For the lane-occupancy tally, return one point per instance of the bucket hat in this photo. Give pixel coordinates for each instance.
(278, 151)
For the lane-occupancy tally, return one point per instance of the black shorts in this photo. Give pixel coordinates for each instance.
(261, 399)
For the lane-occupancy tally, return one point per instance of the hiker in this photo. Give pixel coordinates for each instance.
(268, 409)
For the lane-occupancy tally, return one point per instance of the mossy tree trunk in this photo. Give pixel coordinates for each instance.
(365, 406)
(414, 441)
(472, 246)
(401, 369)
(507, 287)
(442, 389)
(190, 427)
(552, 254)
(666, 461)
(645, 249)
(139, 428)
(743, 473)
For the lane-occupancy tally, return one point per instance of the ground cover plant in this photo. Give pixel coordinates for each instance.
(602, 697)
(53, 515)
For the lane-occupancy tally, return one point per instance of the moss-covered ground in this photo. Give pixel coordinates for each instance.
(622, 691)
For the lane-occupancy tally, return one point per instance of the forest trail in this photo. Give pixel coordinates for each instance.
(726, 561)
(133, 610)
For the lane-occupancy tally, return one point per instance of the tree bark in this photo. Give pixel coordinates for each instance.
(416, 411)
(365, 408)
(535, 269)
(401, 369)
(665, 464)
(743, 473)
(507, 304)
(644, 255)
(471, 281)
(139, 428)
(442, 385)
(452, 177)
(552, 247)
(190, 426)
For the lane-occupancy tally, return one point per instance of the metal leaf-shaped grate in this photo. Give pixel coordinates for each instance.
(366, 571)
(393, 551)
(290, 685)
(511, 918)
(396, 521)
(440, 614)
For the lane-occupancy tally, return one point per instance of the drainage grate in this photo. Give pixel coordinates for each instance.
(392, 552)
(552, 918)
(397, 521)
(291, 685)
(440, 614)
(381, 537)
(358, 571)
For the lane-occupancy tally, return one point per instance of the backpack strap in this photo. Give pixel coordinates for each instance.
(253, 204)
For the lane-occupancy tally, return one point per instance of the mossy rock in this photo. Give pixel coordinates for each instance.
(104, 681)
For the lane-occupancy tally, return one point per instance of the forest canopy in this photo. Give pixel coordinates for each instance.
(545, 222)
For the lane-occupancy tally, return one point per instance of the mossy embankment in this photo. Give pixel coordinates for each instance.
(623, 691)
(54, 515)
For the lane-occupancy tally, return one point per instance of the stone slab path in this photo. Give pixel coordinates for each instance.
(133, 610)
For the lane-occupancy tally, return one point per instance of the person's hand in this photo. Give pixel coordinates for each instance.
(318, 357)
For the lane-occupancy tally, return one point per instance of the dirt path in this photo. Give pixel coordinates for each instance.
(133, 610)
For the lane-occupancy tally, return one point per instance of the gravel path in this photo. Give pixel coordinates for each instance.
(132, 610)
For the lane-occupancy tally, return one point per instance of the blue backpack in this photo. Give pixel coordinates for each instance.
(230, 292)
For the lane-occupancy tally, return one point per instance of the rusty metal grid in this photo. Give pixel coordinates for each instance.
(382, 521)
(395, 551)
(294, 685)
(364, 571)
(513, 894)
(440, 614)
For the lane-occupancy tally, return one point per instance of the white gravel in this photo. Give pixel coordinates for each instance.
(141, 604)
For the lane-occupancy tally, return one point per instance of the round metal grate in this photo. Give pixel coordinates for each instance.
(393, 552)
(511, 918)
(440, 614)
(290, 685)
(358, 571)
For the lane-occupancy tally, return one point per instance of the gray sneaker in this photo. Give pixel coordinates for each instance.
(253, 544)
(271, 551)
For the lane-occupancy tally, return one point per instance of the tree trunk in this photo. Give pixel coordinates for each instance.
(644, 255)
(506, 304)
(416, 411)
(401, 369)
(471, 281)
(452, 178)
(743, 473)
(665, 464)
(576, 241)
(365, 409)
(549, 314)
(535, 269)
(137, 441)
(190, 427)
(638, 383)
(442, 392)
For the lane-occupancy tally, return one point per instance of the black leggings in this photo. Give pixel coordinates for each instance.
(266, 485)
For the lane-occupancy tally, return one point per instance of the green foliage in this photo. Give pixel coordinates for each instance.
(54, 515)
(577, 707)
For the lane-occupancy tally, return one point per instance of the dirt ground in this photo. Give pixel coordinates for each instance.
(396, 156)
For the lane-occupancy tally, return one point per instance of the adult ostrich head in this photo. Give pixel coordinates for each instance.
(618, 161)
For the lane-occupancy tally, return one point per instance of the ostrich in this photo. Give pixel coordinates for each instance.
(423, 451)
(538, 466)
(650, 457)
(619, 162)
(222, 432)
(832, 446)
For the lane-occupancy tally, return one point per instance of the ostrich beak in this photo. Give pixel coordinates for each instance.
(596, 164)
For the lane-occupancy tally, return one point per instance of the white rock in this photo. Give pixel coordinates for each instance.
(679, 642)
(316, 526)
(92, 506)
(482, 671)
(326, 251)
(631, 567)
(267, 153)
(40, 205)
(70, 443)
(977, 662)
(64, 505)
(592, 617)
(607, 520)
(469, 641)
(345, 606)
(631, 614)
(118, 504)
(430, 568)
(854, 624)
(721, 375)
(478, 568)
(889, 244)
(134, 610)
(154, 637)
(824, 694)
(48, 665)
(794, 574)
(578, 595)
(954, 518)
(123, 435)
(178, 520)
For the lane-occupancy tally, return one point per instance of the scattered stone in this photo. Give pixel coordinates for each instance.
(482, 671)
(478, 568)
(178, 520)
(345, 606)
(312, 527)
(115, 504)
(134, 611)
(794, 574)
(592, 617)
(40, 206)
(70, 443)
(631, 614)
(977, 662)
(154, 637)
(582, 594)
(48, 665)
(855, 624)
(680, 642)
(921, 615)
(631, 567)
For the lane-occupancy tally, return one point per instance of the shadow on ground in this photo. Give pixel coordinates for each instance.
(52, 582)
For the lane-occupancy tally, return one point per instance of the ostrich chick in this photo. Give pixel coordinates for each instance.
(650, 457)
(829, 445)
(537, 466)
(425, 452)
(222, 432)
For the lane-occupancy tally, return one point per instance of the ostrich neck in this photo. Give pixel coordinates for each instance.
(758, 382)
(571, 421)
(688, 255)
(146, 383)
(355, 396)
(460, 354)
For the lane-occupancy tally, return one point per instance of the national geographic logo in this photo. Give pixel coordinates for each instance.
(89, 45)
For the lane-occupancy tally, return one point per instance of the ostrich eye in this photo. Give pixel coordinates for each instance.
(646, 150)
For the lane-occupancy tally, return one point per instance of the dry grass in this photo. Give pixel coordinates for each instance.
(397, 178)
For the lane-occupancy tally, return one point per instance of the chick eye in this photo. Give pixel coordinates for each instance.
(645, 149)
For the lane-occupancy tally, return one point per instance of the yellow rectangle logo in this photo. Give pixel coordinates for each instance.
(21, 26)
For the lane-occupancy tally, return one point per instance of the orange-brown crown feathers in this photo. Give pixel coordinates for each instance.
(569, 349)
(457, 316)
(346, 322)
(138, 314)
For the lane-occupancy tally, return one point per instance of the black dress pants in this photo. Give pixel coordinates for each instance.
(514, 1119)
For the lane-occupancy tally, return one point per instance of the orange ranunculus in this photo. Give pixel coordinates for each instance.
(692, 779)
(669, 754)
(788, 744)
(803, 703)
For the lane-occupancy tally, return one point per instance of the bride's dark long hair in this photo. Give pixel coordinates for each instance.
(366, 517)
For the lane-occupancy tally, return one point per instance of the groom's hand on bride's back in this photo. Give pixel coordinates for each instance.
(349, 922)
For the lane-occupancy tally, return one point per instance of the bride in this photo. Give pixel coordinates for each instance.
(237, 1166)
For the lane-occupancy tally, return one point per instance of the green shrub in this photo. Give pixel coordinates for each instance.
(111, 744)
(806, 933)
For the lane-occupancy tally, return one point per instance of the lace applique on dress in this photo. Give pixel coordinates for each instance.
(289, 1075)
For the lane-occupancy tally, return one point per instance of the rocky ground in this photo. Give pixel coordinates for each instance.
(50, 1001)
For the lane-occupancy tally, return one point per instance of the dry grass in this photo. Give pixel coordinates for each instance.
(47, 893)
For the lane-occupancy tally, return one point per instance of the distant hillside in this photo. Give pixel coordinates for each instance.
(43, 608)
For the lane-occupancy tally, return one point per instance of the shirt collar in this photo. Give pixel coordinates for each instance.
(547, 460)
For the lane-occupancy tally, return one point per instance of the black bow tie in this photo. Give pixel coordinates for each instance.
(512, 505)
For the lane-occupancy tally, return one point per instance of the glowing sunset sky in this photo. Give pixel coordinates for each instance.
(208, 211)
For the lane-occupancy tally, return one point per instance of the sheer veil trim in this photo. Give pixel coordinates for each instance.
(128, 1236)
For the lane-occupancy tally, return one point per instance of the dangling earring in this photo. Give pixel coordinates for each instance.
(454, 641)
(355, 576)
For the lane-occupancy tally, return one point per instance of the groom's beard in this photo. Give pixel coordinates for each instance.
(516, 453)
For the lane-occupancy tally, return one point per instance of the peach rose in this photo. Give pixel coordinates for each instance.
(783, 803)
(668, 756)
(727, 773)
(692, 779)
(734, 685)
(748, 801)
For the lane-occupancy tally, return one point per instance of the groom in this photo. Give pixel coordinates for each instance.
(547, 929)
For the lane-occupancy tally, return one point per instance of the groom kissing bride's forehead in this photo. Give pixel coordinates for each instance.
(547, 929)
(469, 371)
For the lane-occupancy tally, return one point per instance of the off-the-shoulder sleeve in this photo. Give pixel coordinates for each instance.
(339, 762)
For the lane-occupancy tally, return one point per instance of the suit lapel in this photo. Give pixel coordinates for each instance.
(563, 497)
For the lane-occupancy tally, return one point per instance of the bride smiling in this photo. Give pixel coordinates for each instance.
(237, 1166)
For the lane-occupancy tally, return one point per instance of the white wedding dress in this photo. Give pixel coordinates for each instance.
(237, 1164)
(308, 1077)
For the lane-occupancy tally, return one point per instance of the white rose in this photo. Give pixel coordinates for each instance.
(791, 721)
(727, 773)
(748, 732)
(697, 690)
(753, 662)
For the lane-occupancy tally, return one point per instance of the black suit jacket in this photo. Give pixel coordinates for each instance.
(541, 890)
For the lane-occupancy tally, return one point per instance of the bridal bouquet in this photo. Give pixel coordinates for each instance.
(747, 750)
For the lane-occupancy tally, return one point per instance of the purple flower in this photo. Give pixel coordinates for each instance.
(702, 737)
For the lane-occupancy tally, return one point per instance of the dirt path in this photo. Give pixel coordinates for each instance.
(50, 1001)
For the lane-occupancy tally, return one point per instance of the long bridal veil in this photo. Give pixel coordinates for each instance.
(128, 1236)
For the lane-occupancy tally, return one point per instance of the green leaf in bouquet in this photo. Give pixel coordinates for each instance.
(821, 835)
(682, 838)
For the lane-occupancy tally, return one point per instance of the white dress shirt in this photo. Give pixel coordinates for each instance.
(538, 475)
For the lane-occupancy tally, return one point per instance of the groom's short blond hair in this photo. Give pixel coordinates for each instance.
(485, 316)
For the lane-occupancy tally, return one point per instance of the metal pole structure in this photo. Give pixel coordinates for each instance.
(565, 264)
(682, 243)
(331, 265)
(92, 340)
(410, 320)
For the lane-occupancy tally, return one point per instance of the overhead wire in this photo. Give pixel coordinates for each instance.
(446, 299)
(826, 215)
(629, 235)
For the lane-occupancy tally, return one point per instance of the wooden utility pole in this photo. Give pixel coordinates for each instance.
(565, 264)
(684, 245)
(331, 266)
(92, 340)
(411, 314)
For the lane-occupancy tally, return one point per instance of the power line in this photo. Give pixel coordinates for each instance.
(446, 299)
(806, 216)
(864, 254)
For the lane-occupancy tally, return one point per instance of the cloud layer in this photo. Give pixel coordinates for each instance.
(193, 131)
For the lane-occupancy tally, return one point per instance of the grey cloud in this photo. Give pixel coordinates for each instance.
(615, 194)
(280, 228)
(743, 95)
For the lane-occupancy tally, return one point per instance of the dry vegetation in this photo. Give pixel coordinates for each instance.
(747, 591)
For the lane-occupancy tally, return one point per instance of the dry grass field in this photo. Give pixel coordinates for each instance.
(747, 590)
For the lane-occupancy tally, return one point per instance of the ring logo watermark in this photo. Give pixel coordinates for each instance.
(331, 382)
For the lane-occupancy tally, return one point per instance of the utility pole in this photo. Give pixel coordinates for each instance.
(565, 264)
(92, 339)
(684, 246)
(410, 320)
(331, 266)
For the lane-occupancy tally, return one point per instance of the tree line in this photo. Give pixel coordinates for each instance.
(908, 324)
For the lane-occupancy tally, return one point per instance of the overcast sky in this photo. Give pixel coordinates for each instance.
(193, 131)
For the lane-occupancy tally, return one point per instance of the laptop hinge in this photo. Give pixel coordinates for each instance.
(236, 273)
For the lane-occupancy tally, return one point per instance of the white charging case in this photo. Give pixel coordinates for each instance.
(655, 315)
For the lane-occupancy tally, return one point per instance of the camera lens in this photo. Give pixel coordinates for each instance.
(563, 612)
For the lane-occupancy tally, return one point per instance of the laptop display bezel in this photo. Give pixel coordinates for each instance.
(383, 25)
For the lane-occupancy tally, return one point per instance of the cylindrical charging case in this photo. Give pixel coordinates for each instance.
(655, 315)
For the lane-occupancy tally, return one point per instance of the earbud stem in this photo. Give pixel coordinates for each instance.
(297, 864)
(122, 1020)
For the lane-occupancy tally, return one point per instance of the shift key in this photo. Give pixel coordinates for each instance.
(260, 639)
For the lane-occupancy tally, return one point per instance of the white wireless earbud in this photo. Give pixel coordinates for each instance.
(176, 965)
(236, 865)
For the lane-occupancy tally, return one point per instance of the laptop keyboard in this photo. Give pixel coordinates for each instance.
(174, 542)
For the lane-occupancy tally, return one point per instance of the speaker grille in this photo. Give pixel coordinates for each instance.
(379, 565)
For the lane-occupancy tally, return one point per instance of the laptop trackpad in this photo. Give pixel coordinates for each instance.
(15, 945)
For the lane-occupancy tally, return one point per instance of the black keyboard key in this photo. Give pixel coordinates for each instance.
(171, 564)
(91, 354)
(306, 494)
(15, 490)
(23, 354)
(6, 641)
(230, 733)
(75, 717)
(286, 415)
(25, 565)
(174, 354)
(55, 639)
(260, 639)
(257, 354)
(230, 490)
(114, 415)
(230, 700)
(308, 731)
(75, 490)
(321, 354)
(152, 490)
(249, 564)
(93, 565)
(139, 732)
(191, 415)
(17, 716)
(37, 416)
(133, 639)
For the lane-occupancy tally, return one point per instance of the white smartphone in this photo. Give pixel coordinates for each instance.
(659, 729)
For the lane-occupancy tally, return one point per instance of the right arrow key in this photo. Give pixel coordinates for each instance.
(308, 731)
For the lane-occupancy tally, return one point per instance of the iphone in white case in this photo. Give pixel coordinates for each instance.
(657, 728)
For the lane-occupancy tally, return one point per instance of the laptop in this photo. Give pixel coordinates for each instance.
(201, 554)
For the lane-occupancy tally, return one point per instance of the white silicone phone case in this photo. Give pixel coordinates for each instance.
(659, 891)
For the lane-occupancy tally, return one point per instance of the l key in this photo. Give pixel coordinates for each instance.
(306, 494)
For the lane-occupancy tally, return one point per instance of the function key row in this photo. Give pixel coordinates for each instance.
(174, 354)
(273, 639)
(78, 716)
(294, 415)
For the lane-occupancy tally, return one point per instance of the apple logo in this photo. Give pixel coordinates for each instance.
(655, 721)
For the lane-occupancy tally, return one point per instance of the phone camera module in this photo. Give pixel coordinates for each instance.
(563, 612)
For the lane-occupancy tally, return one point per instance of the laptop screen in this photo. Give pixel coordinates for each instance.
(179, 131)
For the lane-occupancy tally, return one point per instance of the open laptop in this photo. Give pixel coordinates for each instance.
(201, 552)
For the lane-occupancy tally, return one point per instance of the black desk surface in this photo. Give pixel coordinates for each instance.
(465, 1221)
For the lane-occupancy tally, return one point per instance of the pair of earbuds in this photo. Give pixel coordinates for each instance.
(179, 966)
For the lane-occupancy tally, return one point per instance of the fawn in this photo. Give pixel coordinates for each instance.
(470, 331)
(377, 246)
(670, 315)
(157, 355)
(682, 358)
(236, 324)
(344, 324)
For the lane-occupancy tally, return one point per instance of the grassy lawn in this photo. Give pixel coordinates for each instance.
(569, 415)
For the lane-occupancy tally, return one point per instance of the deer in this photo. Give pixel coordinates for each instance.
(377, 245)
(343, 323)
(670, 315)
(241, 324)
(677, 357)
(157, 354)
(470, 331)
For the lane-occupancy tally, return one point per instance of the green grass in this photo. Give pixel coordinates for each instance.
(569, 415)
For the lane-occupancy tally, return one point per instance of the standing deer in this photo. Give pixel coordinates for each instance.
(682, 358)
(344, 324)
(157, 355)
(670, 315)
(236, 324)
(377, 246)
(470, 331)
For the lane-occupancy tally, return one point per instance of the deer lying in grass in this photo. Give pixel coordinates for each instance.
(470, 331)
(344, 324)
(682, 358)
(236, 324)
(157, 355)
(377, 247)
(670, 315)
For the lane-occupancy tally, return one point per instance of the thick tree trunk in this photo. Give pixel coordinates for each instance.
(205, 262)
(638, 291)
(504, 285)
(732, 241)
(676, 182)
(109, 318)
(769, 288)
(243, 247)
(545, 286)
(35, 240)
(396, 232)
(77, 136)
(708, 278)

....................

**Work instructions:** Starting with the line that contains "of the phone", repeat each line through the last one exactly as it appears. Include both ends and nothing more.

**Reply:**
For the lane-occupancy tally, return one point per instance of the phone camera module in this photo. Give pixel coordinates for each instance.
(563, 612)
For the lane-occupancy tally, return one point per instance of the laptop screen in this photo. Give pixel coordinates for each instance.
(179, 131)
For the lane-occupancy tally, return one point per instance of the open laptop in this photo. Give pixel coordinates for each instance.
(201, 552)
For the lane-occupancy tally, return one point per instance of the black desk surface in this photo. Give pixel coordinates for each instance.
(465, 1221)
For the lane-occupancy tally, return one point per instance of the pair of earbuds in this photo. Give pixel coordinates for each instance.
(179, 966)
For the lane-occupancy tally, return one point per instance of the fawn in this photo. Give pixel coordinates for each instance.
(470, 331)
(377, 246)
(670, 315)
(157, 355)
(682, 358)
(236, 324)
(344, 324)
For the lane-occupancy tally, return one point per instance of the grassy lawn in this photo. Give pixel coordinates for each instance.
(569, 415)
For the lane-occupancy tally, return one point per instance of the deer in this photo. Give pixel coordinates for each instance.
(377, 245)
(343, 323)
(670, 315)
(241, 324)
(677, 357)
(157, 354)
(470, 331)
For the lane-occupancy tally, return one point per instance of the green grass in this photo. Give pixel coordinates for each instance.
(569, 415)
For the lane-occupancy tally, return one point per instance of the standing deer in this photo. Give pixel coordinates for each instance.
(682, 358)
(344, 324)
(157, 355)
(670, 315)
(236, 324)
(377, 246)
(470, 331)
For the lane-occupancy tally, return one point per instance of the deer lying in grass in this photo. Give pixel coordinates for each instance.
(470, 331)
(344, 324)
(682, 358)
(236, 324)
(157, 355)
(377, 247)
(670, 315)
For the lane-occupancy tally, return one point per instance of the thick tree trunk in this photo. Give pixel coordinates for each instance.
(205, 262)
(638, 291)
(504, 285)
(732, 241)
(676, 182)
(109, 318)
(769, 288)
(243, 247)
(545, 286)
(35, 240)
(396, 232)
(77, 136)
(708, 278)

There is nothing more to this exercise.